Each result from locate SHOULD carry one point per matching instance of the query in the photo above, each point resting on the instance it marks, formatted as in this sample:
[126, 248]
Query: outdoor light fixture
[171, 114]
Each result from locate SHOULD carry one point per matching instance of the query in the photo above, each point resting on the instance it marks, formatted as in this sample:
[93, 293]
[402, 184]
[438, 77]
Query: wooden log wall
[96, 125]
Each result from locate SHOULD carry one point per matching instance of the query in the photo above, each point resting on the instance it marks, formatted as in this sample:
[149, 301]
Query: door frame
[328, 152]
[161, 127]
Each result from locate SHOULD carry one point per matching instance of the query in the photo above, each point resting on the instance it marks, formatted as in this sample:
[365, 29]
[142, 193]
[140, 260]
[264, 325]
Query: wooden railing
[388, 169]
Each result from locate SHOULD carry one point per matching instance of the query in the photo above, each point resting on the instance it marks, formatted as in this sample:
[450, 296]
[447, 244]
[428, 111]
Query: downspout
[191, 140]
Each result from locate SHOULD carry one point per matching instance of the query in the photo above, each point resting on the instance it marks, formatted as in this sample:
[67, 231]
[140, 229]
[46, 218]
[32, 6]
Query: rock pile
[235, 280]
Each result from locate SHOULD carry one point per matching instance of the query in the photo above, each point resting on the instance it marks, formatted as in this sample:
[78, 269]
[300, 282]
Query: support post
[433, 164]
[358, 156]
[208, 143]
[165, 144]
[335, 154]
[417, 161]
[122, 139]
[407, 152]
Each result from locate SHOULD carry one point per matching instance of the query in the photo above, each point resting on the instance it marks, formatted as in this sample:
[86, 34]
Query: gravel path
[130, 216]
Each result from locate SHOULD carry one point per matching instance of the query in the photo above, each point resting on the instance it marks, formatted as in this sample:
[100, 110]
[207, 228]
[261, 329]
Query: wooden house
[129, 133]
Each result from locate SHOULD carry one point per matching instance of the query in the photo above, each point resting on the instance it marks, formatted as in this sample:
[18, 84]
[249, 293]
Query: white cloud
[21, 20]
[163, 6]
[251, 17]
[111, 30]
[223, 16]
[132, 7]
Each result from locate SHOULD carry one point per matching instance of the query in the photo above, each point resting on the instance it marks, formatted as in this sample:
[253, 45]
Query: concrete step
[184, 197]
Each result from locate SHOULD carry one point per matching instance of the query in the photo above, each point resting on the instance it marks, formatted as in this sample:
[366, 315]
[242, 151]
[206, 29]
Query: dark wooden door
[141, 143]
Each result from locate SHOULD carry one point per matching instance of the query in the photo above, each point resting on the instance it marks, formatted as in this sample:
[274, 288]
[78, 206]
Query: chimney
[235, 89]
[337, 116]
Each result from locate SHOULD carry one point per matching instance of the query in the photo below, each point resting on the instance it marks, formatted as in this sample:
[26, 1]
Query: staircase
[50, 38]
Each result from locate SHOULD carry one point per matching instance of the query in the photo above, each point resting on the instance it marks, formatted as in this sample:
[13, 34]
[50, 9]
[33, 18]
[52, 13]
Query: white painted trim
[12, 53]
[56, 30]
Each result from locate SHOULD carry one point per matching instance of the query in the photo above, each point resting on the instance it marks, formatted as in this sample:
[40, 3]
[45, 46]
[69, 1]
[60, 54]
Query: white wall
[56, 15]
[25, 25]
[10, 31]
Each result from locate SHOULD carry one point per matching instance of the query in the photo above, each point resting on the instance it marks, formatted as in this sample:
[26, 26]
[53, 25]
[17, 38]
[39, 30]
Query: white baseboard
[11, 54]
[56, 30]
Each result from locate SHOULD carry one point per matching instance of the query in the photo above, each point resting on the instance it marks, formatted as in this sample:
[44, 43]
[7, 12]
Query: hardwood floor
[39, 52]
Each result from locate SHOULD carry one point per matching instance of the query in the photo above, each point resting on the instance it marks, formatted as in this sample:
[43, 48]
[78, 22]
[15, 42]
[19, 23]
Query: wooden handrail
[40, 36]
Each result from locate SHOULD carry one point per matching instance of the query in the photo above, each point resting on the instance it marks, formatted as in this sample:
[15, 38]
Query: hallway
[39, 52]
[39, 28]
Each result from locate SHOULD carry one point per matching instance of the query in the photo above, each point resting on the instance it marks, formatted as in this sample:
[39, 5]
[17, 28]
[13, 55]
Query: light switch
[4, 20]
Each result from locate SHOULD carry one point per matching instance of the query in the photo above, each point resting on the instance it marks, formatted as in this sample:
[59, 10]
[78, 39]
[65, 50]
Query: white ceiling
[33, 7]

GIVEN TASK> From the records above, please extract every line and repeat it exactly.

FULL OUTPUT>
Each result from locate SHOULD carry one point per matching instance of the query in the photo above, each point resting on the instance it marks, formatted as in this sample:
[126, 248]
Query: outdoor light fixture
[171, 114]
Each result from locate SHOULD carry one point per matching instance of the query in the photo above, each point resting on the instance it marks, formatted as in this sample:
[93, 293]
[402, 184]
[438, 77]
Query: wooden log wall
[96, 125]
Each result from locate SHOULD carry one point per matching instance of the query in the photo above, each point resting on the instance it marks, formatted as in this sample:
[149, 301]
Query: door frame
[328, 152]
[161, 127]
Each result from locate SHOULD carry one point per matching instance of the query in the photo above, each point resting on the instance it marks, formatted as in this sample:
[365, 29]
[142, 193]
[140, 260]
[264, 325]
Query: wooden railing
[388, 169]
Each result from locate SHOULD carry one point per matching instance of the query in the photo above, each point resting on the instance it marks, formatted as in this sample:
[450, 296]
[447, 244]
[428, 111]
Query: downspout
[191, 140]
Each result from locate SHOULD carry one point per matching instance of the query in the photo above, each point resting on the instance it marks, formatted as in this sample:
[67, 231]
[140, 229]
[46, 218]
[32, 6]
Query: rock pile
[235, 280]
Each result from locate SHOULD carry one point per matching instance of the query in the photo above, each point resting on the instance it marks, formatted as in this sample:
[78, 269]
[300, 282]
Query: support post
[433, 164]
[358, 156]
[208, 143]
[165, 144]
[335, 154]
[417, 161]
[122, 139]
[407, 152]
Each result from locate SHOULD carry one point per matching instance of the query in the photo above, each point resting on the instance it marks, formatted as in this sample:
[86, 34]
Query: gravel path
[130, 216]
Each result from locate SHOULD carry one point per matching instance of the query in the photo above, each point resting on the instance it marks, formatted as in this sample:
[100, 110]
[207, 228]
[261, 329]
Query: wooden house
[129, 133]
Each result from locate SHOULD carry one point per matching instance of the query in the photo above, each point resting on the instance it marks, formatted as in this sample:
[18, 84]
[249, 293]
Query: white cloud
[21, 20]
[163, 6]
[251, 17]
[111, 30]
[223, 16]
[132, 7]
Each result from locate SHOULD carry one point per matching instance of the query in the photo above, each point resting on the instance it marks, formatted as in this sample:
[253, 45]
Query: concrete step
[184, 197]
Each result from locate SHOULD carry one point per matching instance of the query in the photo above, each point resting on the instance it marks, formatted as in this sample:
[366, 315]
[242, 151]
[206, 29]
Query: dark wooden door
[141, 143]
Each result from locate SHOULD carry one point per matching instance of the query in the photo above, each point resting on the instance it marks, formatted as in this sample:
[274, 288]
[78, 206]
Query: chimney
[235, 89]
[337, 116]
Each result from locate SHOULD carry one point per matching instance of the query in the photo below, each point resting on the instance it marks, formatted as in this sample:
[26, 1]
Query: staircase
[50, 38]
Each result from locate SHOULD carry one point per matching instance of the query in the photo above, each point resting on the instance it marks, formatted as in this sample:
[13, 34]
[50, 9]
[33, 18]
[52, 13]
Query: white painted trim
[12, 53]
[56, 30]
Each result from locate SHOULD carry one point per matching instance of the query in the photo above, each point resting on the instance it marks, formatted as in this sample:
[40, 3]
[45, 46]
[69, 1]
[60, 54]
Query: white wall
[56, 15]
[25, 25]
[10, 31]
Each result from locate SHOULD carry one point per matching instance of the query in the photo above, each point resting on the instance it marks, formatted as in this sample:
[26, 26]
[53, 25]
[17, 38]
[39, 30]
Query: white baseboard
[11, 54]
[56, 30]
Each result from locate SHOULD carry one point per matching instance of the query in the photo above, each point resting on the instance it marks, formatted as in this sample:
[44, 43]
[7, 12]
Query: hardwood floor
[39, 52]
Each result from locate SHOULD carry one point per matching instance of the query in the photo above, each point resting on the instance it marks, formatted as in this sample:
[43, 48]
[78, 22]
[15, 42]
[19, 23]
Query: wooden handrail
[40, 36]
Each result from locate SHOULD carry one point per matching instance of the query in the photo above, each point resting on the instance it marks, formatted as in this sample:
[15, 38]
Query: hallway
[39, 52]
[39, 28]
Each result from locate SHOULD carry one point per matching instance of the query in the photo above, each point resting on the instance it marks, formatted as in this sample:
[39, 5]
[17, 28]
[13, 55]
Query: light switch
[4, 20]
Each result from locate SHOULD carry one point per matching instance of the query in the photo above, each point resting on the instance it marks, formatted as in this sample:
[59, 10]
[78, 39]
[65, 50]
Query: white ceiling
[33, 7]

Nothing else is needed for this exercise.